● **抜粋本文**
####
「安子と稔が一緒に暮らせたのはほんのひとつき足らずでした。」
え、待って……。
どうして過去形なん?
帰って来るよね。
稔さん、帰って来るよね。
安子(上白石萌音)と稔(松村北斗)は、結婚することになりました。「たちばな」を訪れて安子の姿を見た千吉(段田安則)は、安子こそ稔を支えてくれる相手だと確信し、進めていた銀行の頭取の娘との縁談を断って2人の結婚を許したのです。杵太郎(大和田伸也)の忌中のため、ごく簡素ではありましたが、祝言をあげることに。稔の出征まで2人が一緒に過ごせる時間は限られるなか、この上なく幸せな時間を過ごしていました……
(『カムカムエヴリバディ』上記あらすじは「Yahoo!TV」より引用)
連続テレビ小説「カムカムエヴリバディ」第3週「1942−1943」第15話
感想
昨日からの今日。
で、唐突感もなく、きっとこうなるだろうなと思える鮮やかな流れ。
雉真のお父さんが頭取に頭を下げる姿も、見ていなくても目に浮かぶ。
####
● **データ抜粋**
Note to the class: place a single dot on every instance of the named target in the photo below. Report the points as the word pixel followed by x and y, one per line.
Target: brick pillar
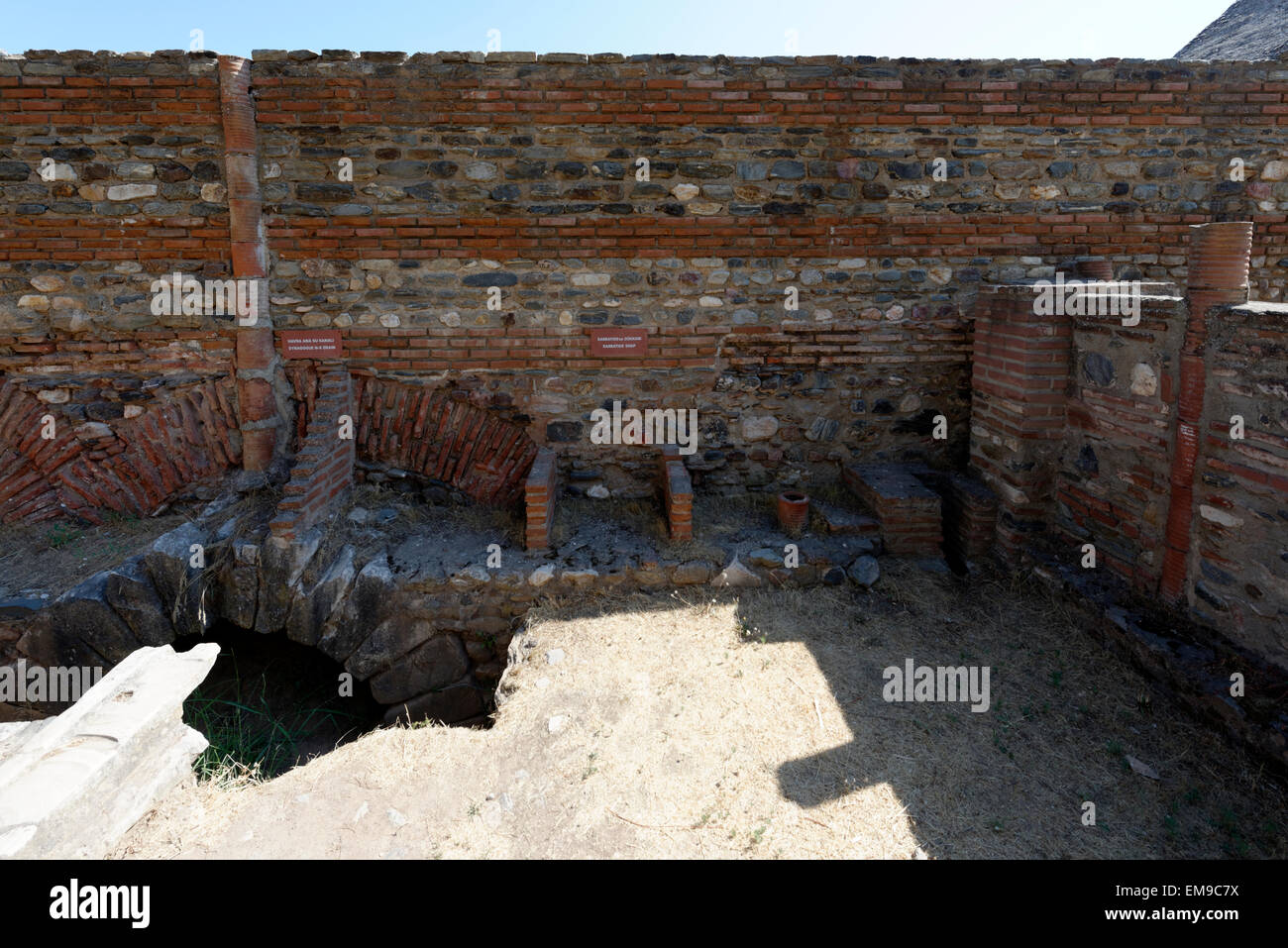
pixel 1019 386
pixel 257 360
pixel 1218 275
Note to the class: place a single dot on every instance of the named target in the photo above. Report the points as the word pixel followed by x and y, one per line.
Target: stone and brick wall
pixel 1237 576
pixel 1115 464
pixel 1078 424
pixel 518 172
pixel 322 471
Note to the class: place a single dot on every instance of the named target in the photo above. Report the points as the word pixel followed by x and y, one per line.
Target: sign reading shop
pixel 618 343
pixel 310 344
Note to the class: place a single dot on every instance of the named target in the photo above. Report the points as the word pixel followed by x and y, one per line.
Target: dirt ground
pixel 754 727
pixel 52 557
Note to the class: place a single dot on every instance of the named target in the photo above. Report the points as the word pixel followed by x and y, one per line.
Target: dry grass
pixel 754 727
pixel 55 556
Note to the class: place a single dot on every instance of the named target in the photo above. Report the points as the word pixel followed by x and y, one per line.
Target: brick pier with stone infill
pixel 496 217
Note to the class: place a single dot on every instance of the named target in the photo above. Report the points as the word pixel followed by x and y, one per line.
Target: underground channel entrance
pixel 270 703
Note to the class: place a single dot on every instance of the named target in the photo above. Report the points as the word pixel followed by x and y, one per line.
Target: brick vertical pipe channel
pixel 1218 275
pixel 258 410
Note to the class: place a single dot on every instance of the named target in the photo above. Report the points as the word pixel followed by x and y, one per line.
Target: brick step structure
pixel 910 513
pixel 539 500
pixel 323 466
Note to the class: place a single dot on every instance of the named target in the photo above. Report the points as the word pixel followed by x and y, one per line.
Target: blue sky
pixel 992 29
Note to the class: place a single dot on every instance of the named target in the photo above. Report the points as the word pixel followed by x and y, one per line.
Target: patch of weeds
pixel 1235 843
pixel 60 535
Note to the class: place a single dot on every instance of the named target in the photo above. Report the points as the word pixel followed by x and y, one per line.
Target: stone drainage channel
pixel 390 618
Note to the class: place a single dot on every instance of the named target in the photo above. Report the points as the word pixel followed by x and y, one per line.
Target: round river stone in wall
pixel 1098 369
pixel 1142 380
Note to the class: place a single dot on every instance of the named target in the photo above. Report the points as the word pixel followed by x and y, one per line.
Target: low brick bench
pixel 970 511
pixel 910 513
pixel 539 500
pixel 677 493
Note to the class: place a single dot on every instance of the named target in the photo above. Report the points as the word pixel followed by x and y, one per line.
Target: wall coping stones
pixel 986 69
pixel 73 785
####
● **作業内容**
抜粋本文に書かれている内容をもとに、次の問いにそれぞれ答えてください。
(a) 安子と稔が一緒に暮らせた期間はどれくらいでしたか。
(b) 祝言がごく簡素になったのはなぜですか。
(c) この感想は第何週の第何話を扱っていますか。

● **課題の解答**
(a) ほんのひとつき足らずです。
(b) 杵太郎の忌中だったためです。
(c) 第3週「1942−1943」の第15話です。